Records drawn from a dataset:
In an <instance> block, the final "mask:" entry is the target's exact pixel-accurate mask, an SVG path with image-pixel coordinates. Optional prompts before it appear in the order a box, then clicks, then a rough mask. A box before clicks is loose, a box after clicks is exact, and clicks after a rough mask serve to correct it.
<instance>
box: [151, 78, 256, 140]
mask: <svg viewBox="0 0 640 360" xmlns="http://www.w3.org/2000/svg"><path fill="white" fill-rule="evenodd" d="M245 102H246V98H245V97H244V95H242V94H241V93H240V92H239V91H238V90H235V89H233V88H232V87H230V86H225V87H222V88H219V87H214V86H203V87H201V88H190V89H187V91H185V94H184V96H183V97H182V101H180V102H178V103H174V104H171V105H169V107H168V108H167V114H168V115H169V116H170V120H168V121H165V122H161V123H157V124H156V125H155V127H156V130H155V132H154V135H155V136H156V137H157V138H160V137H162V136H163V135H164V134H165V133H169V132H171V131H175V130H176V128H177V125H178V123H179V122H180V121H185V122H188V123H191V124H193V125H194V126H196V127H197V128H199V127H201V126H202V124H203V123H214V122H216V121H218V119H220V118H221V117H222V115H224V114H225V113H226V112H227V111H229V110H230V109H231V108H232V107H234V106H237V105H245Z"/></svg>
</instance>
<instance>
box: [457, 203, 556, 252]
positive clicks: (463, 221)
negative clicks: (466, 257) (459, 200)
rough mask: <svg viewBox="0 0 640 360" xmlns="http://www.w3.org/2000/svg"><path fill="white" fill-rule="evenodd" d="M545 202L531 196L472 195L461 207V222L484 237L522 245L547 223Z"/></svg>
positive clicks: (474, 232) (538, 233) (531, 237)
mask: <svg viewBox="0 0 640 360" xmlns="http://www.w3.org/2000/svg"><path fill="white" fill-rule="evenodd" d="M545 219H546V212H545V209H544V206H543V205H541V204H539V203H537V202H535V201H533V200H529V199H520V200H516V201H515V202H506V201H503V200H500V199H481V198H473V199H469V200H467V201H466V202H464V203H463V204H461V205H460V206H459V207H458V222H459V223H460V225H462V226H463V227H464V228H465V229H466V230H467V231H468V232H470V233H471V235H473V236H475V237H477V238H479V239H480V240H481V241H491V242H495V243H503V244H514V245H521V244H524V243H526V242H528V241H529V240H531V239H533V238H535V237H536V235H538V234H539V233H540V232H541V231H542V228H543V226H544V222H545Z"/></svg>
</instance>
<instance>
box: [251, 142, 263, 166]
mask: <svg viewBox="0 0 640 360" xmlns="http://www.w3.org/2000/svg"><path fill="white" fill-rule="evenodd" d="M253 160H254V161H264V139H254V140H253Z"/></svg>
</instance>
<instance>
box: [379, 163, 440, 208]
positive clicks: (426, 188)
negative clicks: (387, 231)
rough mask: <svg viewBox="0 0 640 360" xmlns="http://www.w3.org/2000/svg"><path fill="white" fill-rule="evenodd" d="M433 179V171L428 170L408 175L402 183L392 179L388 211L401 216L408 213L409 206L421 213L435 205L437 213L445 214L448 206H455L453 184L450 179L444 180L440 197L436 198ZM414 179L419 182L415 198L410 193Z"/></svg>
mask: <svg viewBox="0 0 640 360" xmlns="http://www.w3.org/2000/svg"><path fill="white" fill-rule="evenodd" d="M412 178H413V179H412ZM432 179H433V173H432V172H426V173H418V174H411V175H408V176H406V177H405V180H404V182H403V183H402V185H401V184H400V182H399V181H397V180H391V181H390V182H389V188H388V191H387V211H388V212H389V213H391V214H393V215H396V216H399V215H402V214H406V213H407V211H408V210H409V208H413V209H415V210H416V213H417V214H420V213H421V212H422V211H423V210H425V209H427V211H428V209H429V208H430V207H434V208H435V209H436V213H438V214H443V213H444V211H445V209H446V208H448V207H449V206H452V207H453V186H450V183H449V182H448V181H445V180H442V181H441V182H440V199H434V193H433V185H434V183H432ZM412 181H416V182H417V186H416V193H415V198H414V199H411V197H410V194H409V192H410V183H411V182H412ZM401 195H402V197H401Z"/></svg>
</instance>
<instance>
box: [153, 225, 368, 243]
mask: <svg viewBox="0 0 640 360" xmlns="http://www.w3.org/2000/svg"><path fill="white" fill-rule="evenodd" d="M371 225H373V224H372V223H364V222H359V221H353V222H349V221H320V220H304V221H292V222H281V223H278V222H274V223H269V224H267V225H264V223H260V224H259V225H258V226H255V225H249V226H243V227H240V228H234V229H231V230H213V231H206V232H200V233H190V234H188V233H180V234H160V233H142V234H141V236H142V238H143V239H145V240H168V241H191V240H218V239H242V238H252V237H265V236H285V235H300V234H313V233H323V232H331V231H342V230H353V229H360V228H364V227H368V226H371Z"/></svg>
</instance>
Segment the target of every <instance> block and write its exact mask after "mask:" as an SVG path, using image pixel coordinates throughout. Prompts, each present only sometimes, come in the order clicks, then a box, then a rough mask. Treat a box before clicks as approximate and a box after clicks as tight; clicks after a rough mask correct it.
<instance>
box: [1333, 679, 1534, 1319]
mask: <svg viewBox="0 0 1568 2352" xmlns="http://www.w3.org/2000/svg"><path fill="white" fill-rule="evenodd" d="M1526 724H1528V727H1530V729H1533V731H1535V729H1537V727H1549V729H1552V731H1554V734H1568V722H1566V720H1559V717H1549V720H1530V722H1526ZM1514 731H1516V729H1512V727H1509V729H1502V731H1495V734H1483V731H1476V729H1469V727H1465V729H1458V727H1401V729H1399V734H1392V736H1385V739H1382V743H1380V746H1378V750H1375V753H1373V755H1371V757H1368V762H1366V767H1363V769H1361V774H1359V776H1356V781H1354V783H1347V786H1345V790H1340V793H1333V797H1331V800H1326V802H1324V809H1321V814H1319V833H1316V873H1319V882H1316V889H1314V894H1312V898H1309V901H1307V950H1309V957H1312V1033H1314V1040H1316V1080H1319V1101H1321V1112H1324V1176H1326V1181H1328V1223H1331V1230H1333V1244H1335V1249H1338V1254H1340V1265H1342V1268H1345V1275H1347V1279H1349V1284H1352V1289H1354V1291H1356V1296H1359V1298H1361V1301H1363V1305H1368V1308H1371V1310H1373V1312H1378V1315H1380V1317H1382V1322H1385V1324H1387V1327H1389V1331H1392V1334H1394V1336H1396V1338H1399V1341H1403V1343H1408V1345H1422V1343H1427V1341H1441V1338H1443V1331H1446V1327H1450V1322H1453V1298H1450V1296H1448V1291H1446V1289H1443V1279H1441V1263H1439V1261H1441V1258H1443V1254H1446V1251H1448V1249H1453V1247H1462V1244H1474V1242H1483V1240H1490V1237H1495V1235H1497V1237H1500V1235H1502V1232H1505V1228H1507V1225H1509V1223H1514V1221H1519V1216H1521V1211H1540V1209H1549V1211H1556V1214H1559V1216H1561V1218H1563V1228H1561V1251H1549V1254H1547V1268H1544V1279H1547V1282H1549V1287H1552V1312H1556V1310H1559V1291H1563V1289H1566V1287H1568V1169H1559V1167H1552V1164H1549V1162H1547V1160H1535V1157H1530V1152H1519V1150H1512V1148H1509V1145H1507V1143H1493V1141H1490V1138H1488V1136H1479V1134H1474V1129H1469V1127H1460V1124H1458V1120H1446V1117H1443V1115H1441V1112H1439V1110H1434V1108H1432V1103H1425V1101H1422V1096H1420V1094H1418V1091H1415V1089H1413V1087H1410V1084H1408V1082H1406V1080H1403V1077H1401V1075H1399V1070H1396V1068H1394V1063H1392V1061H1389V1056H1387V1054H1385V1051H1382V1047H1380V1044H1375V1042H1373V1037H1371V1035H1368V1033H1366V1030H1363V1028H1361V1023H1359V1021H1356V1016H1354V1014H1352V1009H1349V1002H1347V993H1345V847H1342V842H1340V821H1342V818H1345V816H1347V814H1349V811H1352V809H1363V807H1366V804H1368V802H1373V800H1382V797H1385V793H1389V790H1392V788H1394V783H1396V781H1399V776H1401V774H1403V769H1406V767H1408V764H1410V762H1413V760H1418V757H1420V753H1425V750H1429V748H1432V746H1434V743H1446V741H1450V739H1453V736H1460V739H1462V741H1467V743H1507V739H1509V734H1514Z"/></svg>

→ **WORK REQUIRED**: Could you find every line in the records above that contains the word "negative" and copy it?

→ **TASK ANSWER**:
negative clicks: (466, 257) (459, 200)
negative clicks: (387, 231)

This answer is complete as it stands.